Work instructions:
Starting at the beginning of the items below and ending at the line that contains "box: [84, 24, 97, 38]", give each line as a row of a Markdown table with the columns Row and Line. Skip blank lines and leave out the pictures.
*** Block opens ***
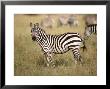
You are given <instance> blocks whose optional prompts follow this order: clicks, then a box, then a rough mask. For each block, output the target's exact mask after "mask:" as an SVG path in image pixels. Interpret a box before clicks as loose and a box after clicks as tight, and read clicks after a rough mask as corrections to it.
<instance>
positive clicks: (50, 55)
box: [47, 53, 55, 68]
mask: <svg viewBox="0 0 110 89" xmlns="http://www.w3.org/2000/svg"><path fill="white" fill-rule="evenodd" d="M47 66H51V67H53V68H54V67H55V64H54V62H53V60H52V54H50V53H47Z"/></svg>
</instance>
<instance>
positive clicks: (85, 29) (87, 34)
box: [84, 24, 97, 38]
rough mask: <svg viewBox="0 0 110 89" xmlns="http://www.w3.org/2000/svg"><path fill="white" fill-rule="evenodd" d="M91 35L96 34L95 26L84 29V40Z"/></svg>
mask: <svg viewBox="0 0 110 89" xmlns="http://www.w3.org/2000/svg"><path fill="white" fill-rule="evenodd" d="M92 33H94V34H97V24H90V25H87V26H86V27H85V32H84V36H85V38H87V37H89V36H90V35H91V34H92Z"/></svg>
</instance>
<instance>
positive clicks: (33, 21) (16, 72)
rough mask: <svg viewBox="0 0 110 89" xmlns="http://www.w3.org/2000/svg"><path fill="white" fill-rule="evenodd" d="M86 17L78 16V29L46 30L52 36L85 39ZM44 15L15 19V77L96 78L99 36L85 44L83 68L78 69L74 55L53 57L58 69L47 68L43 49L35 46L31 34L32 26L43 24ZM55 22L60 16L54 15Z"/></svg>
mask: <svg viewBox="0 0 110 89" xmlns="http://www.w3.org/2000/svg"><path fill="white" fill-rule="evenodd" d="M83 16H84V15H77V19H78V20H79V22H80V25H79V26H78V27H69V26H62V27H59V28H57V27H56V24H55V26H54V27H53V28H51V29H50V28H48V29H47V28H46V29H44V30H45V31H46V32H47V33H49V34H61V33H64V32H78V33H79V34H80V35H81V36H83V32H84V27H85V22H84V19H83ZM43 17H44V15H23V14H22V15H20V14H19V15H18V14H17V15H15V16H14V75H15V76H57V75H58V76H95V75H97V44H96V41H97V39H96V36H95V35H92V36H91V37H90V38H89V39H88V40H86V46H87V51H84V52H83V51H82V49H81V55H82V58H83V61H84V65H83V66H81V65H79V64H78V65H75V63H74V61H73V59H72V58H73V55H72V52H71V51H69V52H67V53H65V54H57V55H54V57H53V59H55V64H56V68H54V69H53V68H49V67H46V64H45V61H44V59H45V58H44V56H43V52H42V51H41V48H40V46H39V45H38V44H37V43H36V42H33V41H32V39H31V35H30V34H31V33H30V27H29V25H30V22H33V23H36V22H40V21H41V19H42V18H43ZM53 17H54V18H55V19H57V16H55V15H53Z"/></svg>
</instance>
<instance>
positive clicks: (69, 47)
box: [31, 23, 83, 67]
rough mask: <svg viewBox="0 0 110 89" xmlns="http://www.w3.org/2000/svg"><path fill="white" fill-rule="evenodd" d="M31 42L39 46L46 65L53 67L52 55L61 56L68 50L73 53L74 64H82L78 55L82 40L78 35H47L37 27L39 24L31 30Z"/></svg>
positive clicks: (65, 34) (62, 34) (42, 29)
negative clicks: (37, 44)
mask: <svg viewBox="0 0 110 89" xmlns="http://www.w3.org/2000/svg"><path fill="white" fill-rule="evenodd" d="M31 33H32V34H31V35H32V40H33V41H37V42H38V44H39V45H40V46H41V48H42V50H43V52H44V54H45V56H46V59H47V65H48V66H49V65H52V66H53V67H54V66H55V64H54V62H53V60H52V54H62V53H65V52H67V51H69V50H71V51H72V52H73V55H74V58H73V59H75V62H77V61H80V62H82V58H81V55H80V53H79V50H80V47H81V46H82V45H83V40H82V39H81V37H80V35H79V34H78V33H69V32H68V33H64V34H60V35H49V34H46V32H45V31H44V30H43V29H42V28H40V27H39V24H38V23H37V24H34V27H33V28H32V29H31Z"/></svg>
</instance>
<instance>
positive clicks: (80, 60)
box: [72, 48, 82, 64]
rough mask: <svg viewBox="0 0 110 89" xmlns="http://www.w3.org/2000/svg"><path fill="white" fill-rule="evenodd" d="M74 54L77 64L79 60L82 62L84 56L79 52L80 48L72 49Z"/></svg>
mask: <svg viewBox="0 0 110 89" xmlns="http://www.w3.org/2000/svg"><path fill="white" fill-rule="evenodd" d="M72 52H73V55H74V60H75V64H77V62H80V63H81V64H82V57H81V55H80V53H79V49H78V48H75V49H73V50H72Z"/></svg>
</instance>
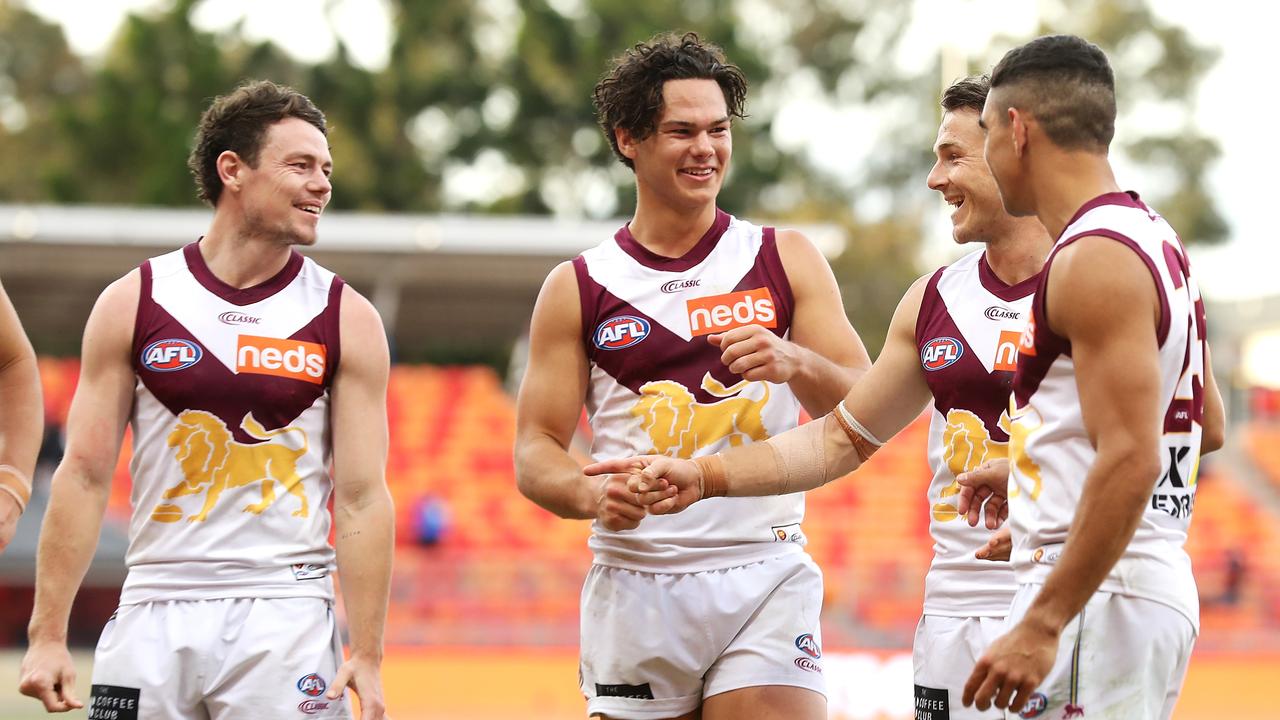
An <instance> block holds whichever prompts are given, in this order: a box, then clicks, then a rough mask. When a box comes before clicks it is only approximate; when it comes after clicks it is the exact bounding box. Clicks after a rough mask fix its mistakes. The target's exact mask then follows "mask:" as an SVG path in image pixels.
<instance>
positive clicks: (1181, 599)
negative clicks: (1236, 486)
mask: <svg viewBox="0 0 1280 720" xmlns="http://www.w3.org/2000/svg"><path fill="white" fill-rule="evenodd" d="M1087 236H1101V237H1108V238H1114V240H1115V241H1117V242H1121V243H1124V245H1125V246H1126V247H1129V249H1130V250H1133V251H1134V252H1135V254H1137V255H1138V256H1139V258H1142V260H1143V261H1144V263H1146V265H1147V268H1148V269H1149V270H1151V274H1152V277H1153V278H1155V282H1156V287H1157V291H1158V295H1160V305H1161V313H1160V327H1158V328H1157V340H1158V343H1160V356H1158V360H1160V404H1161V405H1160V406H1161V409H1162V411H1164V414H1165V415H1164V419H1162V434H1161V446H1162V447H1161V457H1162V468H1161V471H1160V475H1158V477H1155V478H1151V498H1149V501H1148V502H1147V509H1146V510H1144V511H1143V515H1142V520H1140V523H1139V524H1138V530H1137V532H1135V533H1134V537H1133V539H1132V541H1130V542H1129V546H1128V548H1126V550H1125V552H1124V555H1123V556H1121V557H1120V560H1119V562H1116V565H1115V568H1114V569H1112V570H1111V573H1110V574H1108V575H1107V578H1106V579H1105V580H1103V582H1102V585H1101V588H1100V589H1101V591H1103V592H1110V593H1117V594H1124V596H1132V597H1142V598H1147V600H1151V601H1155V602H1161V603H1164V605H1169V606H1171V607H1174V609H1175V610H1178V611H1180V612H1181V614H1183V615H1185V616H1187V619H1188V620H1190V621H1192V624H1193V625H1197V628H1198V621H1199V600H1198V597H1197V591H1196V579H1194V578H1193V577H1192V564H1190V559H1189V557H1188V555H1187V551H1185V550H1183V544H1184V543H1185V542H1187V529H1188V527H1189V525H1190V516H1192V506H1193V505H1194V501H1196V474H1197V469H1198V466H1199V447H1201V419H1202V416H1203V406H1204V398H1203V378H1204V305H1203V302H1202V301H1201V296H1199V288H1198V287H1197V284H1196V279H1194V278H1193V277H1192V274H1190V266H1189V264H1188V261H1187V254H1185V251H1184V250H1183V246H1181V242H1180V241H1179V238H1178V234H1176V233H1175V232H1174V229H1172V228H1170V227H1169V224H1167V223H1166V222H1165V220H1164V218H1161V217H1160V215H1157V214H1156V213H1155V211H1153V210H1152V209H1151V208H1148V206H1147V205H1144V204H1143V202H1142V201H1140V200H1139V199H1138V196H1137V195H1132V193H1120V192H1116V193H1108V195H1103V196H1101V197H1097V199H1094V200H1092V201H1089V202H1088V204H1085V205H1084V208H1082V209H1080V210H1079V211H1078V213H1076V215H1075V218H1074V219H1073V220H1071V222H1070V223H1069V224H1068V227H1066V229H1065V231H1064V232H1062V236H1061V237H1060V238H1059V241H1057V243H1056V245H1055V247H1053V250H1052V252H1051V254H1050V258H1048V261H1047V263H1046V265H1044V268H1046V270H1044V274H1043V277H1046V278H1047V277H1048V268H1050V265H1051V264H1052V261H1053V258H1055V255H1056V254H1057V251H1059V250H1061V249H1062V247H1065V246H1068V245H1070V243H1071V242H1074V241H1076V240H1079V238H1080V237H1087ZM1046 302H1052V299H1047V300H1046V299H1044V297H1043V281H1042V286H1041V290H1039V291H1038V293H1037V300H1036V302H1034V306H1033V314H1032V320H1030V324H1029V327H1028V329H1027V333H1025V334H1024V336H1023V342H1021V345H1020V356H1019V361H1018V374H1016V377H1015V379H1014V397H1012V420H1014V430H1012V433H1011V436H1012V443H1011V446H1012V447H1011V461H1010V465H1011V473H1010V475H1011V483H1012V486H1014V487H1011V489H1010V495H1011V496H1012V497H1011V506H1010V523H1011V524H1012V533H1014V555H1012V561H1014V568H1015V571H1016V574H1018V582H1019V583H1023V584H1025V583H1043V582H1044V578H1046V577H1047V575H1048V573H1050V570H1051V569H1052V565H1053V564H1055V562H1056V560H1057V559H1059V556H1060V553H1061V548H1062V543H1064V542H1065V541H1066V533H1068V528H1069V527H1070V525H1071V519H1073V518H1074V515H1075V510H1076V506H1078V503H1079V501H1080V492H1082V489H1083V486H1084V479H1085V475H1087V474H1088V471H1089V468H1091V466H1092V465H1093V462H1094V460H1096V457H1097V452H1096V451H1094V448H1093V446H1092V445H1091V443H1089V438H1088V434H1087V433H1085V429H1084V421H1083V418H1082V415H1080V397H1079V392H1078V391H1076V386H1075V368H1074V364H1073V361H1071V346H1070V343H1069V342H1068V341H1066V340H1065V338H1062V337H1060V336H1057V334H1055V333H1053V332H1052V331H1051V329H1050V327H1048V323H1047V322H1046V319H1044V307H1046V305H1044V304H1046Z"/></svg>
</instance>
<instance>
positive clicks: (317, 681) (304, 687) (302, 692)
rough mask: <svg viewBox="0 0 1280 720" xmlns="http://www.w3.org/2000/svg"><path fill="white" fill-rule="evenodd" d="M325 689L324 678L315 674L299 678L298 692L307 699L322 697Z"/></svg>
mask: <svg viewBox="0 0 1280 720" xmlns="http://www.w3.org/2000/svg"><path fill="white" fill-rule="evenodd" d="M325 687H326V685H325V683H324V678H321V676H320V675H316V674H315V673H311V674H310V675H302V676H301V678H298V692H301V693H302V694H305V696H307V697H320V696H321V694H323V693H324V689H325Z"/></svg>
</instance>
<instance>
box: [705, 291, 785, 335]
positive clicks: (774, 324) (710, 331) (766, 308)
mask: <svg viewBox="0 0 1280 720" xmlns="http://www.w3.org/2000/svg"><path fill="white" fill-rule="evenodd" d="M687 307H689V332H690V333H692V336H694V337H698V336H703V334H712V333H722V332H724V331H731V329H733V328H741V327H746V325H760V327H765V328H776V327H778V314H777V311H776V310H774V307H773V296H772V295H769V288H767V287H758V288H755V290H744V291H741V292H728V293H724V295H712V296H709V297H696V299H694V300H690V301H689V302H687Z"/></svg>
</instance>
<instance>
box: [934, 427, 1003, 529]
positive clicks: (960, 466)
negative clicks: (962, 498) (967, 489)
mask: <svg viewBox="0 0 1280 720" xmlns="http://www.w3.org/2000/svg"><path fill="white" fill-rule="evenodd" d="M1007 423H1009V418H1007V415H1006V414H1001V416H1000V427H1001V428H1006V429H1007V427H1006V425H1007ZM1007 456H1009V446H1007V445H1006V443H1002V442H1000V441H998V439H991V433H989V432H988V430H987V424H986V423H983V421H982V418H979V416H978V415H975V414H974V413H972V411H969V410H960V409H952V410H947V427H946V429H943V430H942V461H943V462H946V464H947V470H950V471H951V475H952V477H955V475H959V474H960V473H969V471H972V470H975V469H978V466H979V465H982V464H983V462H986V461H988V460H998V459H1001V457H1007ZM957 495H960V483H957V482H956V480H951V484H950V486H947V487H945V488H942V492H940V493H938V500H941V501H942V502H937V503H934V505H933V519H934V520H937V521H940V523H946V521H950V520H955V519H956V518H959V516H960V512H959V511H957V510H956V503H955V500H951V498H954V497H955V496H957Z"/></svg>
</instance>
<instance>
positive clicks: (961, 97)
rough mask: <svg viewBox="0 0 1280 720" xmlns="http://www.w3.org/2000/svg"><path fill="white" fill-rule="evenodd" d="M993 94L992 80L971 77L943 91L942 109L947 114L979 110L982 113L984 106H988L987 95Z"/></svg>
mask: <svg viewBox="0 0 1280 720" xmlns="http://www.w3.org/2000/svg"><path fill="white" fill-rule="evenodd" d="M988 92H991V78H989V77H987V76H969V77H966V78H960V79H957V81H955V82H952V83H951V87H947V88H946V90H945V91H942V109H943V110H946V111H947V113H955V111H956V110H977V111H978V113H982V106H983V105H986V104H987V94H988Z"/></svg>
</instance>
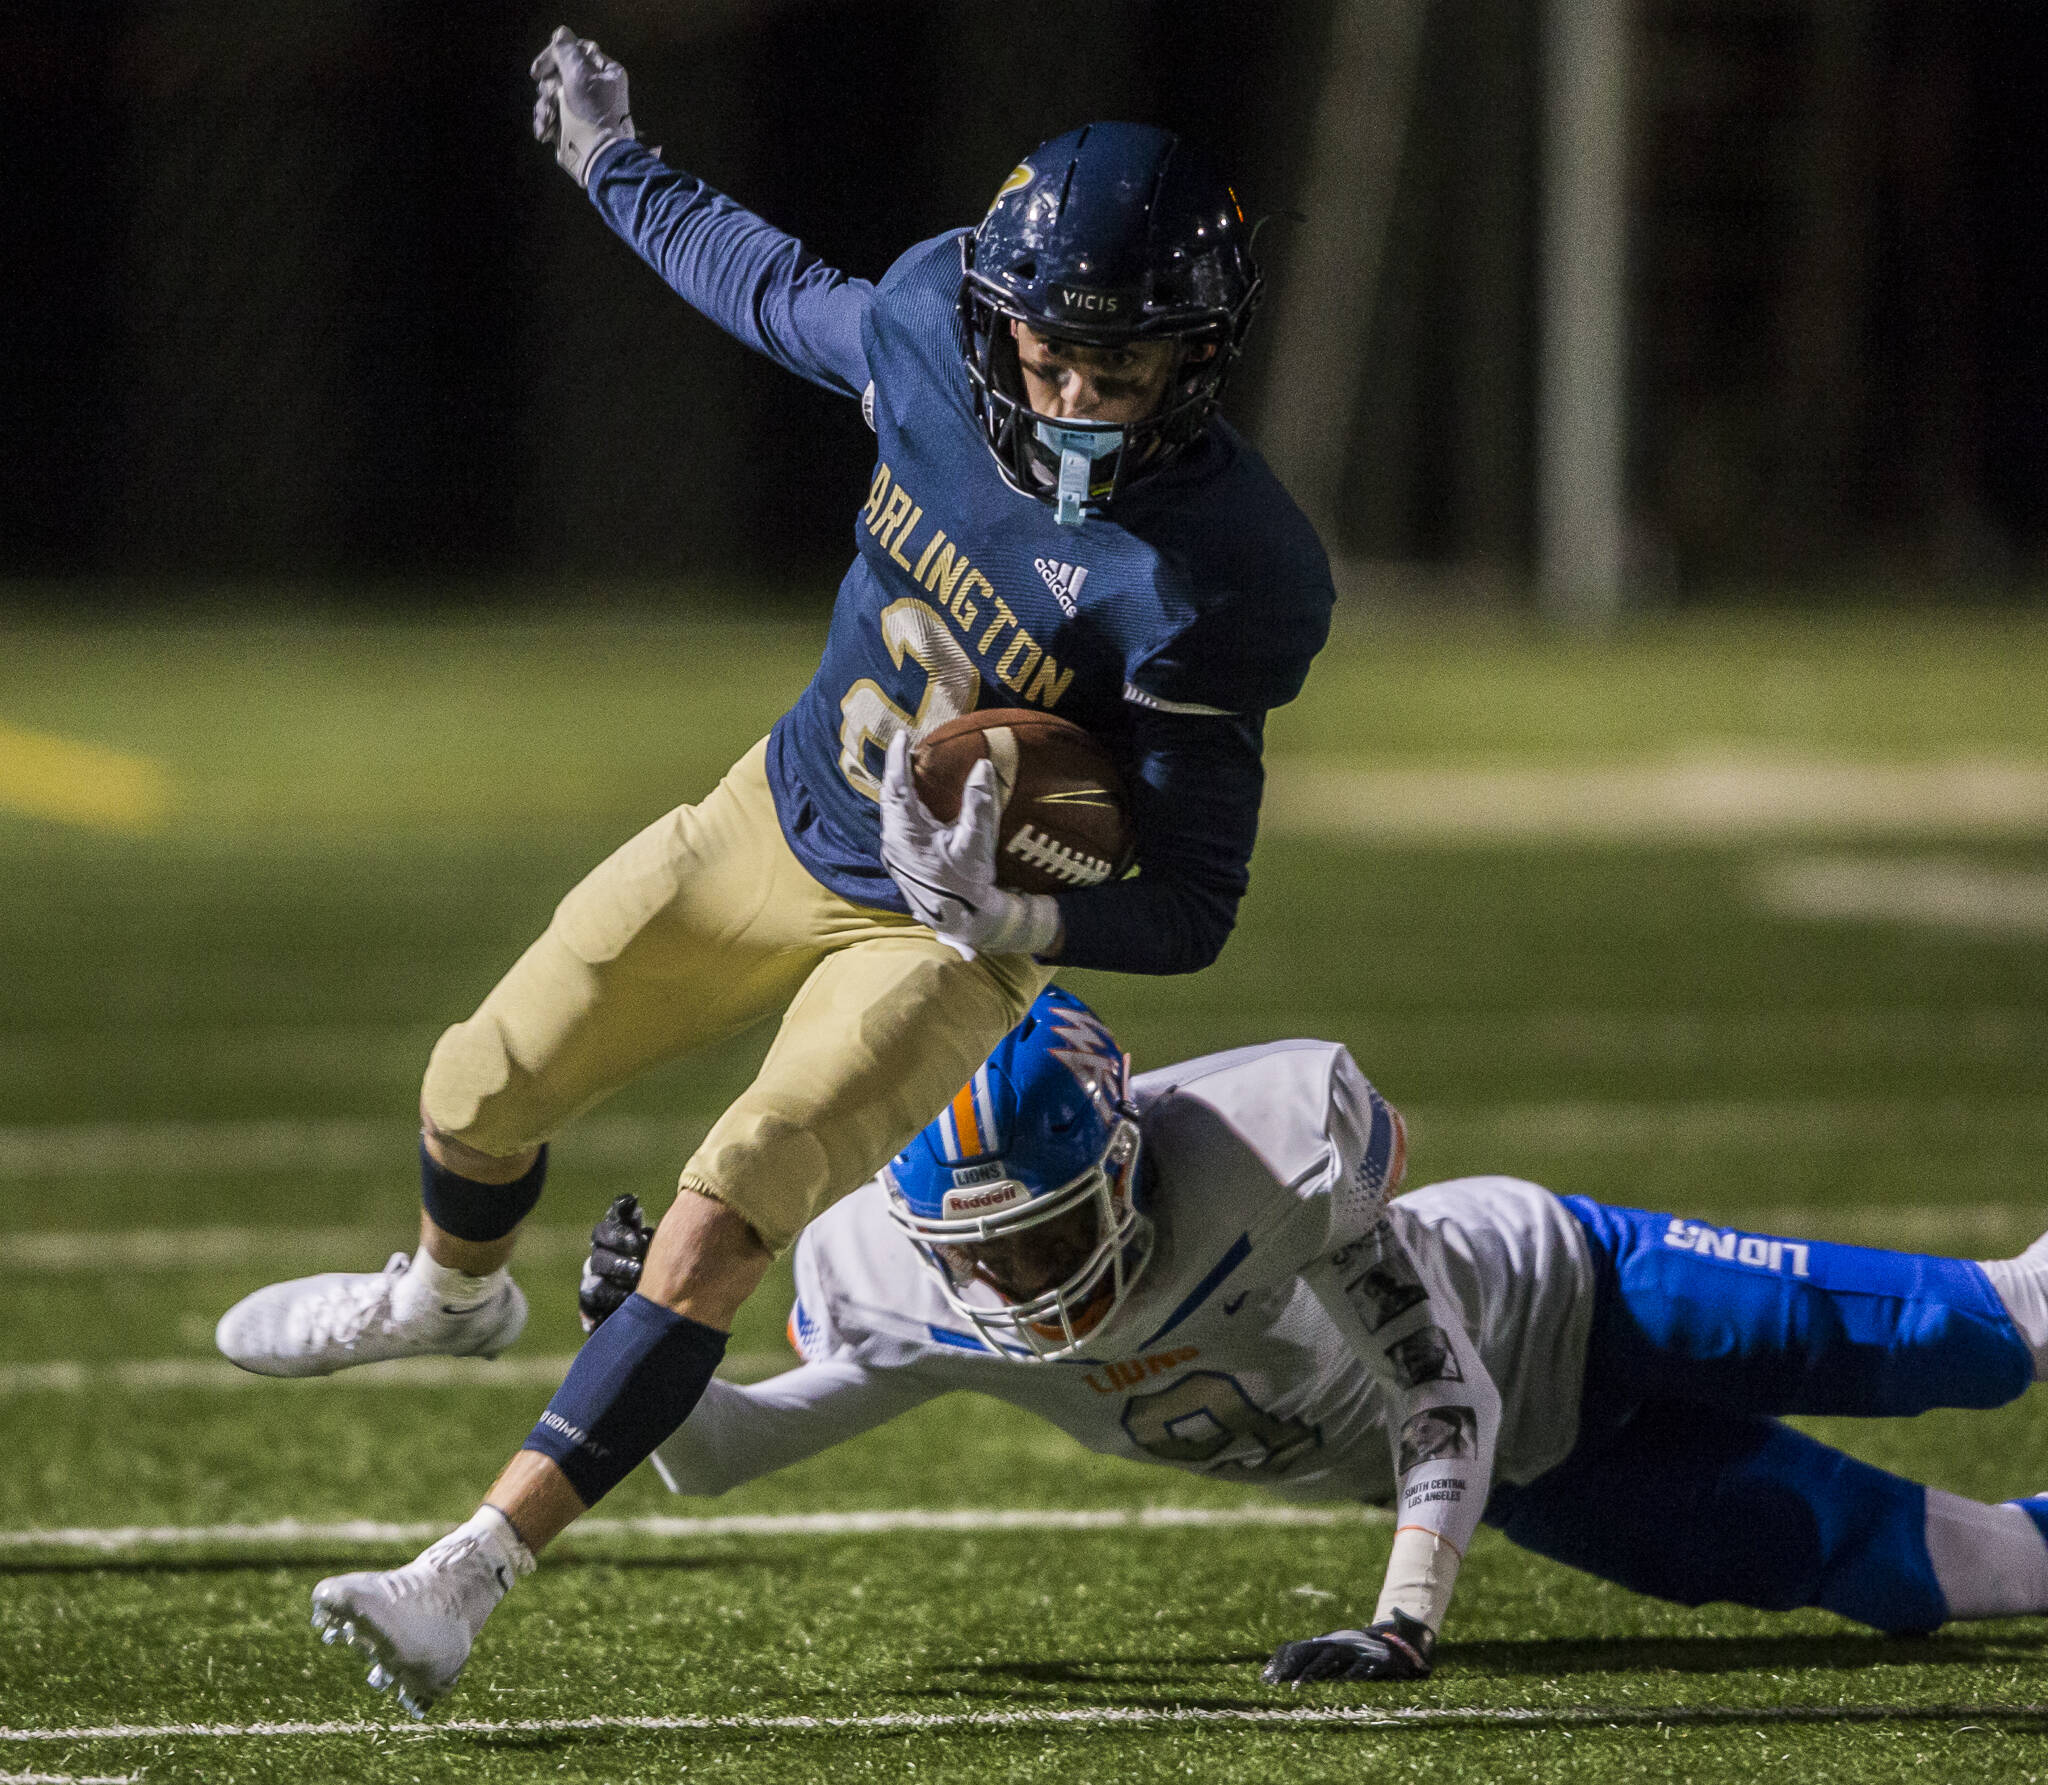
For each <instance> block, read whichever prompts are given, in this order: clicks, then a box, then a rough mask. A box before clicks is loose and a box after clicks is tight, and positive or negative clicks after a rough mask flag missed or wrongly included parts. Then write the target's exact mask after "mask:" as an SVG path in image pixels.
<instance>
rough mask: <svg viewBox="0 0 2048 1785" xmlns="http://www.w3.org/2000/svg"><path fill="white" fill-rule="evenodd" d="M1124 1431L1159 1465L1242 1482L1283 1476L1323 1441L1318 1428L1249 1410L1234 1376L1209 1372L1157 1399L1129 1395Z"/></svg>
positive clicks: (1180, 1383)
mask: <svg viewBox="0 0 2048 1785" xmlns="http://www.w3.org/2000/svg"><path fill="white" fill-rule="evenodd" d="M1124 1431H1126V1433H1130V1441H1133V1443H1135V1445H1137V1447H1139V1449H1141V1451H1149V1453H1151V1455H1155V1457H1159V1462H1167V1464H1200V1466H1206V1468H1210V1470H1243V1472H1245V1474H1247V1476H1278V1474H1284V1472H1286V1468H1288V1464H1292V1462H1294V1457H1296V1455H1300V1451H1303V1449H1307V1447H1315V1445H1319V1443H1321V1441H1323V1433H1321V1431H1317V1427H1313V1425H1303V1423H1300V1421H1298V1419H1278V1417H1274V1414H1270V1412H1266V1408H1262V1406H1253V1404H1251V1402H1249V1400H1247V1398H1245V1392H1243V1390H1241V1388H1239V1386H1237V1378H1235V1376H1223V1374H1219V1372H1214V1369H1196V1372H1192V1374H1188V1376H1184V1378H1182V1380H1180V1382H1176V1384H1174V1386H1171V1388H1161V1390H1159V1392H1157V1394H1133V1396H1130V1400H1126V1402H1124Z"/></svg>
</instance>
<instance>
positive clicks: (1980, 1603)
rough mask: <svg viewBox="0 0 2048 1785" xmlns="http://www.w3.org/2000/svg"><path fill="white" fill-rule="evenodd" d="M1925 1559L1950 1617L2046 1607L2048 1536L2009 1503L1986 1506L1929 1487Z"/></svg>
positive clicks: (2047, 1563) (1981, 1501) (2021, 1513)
*** Block closes ***
Exercise answer:
| Row | Line |
|---|---|
| 1 | You are given <instance> blocks whose optional prompts follow this order: clicks, then a box, then a rough mask. For each block, output the target's exact mask after "mask:" as an SVG path in image pixels. Interpret a box before clicks as loose and a box after clicks as tight, and read clicks after a rough mask as corrections to it. |
| 2 | <instance> |
| 3 | positive clicks: (50, 55) |
| 4 | box: [47, 53, 55, 68] |
| 5 | mask: <svg viewBox="0 0 110 89" xmlns="http://www.w3.org/2000/svg"><path fill="white" fill-rule="evenodd" d="M47 66H51V67H53V68H54V67H55V64H54V62H53V60H52V54H50V53H47Z"/></svg> |
| 6 | </instance> |
| 7 | <instance> |
| 8 | positive clicks: (85, 29) (87, 34) |
| 9 | box: [84, 24, 97, 38] |